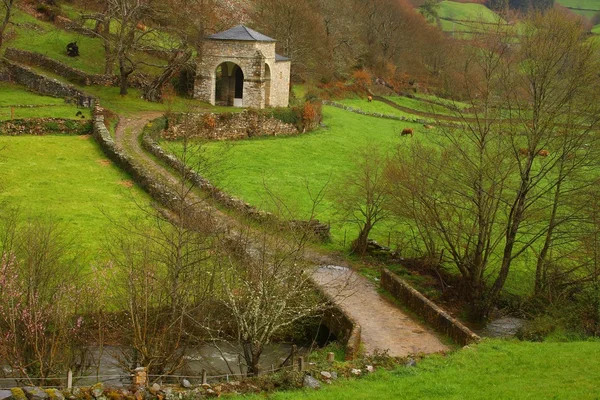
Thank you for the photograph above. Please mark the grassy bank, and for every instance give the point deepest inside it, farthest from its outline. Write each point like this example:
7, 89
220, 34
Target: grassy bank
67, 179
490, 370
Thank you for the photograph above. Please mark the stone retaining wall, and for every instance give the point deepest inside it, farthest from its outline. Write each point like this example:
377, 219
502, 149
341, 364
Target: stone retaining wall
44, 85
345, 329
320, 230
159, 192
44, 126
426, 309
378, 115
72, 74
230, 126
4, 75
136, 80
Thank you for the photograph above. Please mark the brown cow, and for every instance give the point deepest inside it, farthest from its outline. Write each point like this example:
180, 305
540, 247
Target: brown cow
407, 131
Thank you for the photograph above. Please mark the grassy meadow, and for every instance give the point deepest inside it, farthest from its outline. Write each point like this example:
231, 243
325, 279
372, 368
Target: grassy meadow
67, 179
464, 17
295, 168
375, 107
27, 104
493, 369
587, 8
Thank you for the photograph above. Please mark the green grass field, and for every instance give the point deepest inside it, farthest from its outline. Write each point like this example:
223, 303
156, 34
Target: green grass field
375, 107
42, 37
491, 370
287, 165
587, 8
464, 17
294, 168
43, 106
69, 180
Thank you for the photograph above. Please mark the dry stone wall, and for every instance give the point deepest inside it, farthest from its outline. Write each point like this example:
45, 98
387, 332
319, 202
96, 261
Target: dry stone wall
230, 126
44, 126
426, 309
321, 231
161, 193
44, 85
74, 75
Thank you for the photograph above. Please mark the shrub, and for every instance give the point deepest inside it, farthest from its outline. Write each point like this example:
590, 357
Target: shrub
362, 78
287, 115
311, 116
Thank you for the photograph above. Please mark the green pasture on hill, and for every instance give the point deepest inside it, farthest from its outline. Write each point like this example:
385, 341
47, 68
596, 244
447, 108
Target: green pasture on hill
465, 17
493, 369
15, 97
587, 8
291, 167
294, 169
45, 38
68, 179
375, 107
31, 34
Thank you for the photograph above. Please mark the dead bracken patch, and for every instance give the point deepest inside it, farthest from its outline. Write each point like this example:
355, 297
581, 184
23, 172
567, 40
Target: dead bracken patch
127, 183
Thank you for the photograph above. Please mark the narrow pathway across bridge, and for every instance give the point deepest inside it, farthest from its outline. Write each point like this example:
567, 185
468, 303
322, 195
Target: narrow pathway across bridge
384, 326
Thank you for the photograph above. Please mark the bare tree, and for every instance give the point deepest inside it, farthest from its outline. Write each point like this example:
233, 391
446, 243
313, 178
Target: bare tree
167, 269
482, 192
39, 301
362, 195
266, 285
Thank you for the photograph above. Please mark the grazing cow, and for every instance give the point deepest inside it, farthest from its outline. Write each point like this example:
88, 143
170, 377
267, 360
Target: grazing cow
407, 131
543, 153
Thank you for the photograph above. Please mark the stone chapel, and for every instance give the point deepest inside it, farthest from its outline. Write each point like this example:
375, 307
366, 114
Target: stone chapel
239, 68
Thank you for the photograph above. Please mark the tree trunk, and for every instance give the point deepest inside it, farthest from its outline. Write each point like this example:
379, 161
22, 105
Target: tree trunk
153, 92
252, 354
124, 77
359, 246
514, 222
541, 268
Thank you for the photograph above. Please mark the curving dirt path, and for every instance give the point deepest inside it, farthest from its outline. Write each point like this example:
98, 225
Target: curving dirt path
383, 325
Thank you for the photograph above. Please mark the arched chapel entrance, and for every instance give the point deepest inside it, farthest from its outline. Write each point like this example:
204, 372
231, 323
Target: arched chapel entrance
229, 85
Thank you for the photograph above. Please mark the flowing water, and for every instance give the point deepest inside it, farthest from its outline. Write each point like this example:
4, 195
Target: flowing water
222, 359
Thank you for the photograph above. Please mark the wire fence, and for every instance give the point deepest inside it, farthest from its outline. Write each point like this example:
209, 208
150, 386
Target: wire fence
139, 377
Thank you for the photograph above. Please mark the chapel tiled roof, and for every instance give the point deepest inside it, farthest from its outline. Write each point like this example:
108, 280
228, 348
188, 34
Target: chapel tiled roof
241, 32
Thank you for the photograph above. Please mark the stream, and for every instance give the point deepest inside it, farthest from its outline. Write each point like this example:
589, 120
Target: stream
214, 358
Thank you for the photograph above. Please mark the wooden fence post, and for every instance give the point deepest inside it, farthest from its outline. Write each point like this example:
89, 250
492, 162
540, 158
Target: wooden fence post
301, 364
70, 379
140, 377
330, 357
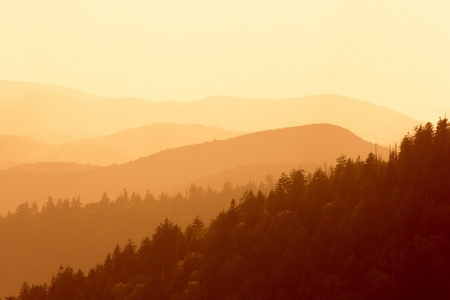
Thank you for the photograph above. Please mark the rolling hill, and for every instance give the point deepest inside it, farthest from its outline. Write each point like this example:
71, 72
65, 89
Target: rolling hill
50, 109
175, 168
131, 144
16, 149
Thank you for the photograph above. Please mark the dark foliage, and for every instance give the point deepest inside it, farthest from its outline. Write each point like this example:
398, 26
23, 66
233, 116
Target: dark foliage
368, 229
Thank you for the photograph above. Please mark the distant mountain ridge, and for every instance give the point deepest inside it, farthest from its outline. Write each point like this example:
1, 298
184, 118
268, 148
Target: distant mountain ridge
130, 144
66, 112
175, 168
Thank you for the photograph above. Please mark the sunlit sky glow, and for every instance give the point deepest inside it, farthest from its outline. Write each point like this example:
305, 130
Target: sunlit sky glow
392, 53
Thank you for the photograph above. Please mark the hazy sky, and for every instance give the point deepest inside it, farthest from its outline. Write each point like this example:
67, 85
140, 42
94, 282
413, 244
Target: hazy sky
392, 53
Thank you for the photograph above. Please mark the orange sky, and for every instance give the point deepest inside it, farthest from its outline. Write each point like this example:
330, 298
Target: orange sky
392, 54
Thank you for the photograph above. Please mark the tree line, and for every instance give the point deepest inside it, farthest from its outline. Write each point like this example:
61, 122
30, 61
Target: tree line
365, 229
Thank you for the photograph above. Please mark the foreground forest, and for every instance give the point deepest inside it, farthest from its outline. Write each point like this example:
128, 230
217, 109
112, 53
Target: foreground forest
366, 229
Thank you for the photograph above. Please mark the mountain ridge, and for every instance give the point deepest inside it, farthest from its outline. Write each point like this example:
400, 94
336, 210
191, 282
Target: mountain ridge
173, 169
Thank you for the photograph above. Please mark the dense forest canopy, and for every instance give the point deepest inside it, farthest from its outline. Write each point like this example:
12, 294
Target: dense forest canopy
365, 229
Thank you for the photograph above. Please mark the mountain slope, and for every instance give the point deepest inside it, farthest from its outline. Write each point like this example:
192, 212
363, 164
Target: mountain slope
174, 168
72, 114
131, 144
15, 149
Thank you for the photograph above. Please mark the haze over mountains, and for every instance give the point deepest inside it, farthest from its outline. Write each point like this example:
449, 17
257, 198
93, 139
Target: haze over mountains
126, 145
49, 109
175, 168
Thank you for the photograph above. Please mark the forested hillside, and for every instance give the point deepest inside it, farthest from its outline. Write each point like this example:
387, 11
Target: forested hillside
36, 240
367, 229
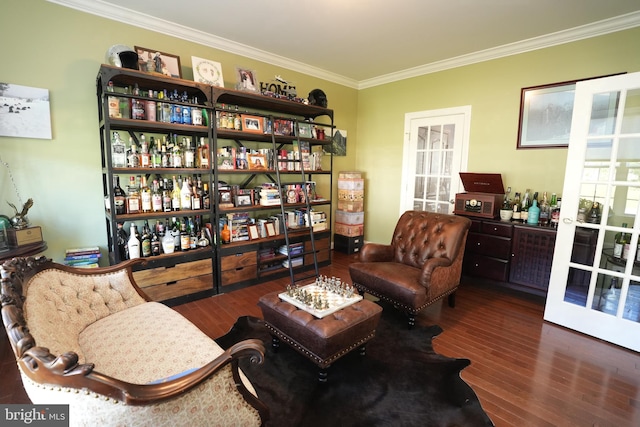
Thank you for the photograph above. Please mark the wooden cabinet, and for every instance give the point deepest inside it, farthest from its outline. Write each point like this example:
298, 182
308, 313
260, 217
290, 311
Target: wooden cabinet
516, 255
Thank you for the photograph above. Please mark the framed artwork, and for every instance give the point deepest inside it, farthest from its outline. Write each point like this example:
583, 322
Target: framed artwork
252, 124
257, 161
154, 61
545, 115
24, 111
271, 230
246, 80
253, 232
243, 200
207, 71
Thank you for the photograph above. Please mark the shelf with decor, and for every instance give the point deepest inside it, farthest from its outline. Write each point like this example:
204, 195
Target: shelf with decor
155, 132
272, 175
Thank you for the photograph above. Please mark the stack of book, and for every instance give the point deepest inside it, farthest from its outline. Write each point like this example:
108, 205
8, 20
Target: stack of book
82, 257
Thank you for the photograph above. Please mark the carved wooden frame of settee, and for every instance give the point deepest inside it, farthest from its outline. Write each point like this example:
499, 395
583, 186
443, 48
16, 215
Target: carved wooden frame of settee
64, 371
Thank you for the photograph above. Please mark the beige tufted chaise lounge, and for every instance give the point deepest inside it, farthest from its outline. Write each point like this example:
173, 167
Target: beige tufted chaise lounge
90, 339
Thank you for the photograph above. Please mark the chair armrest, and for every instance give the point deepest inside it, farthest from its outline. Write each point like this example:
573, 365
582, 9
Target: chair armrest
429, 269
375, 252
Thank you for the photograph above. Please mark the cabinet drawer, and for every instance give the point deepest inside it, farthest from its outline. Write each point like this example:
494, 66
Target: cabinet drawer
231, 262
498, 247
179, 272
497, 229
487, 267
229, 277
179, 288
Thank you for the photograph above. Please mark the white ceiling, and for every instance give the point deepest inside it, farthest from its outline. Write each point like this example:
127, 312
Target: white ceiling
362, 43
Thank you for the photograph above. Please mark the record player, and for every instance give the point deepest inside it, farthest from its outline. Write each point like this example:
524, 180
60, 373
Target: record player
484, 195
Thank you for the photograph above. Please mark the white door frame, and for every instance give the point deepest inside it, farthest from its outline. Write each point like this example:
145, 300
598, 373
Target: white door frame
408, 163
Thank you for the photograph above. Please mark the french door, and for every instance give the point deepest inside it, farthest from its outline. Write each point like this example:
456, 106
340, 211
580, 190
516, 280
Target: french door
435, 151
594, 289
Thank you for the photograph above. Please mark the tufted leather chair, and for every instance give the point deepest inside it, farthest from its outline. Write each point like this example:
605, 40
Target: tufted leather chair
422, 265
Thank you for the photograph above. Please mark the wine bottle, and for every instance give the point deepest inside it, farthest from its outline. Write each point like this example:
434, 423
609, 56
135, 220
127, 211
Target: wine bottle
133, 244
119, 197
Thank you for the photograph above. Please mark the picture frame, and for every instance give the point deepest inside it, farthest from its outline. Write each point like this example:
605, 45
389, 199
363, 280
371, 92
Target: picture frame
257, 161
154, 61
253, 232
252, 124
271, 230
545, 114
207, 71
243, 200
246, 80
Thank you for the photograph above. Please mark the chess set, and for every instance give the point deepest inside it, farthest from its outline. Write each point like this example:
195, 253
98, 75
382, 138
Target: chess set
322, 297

**What the task asks**
Repeat the lines above exactly as they appear, from the line containing "Thank you for the photograph above. Please mark the chess" up to and including the final line.

**Answer in full**
Thank you for the photograph above. Please mark the chess set, and for every instance give the point deepest inside it, farthest from its outline. Write each point like this example:
195, 253
98, 75
382, 138
Target: chess set
322, 297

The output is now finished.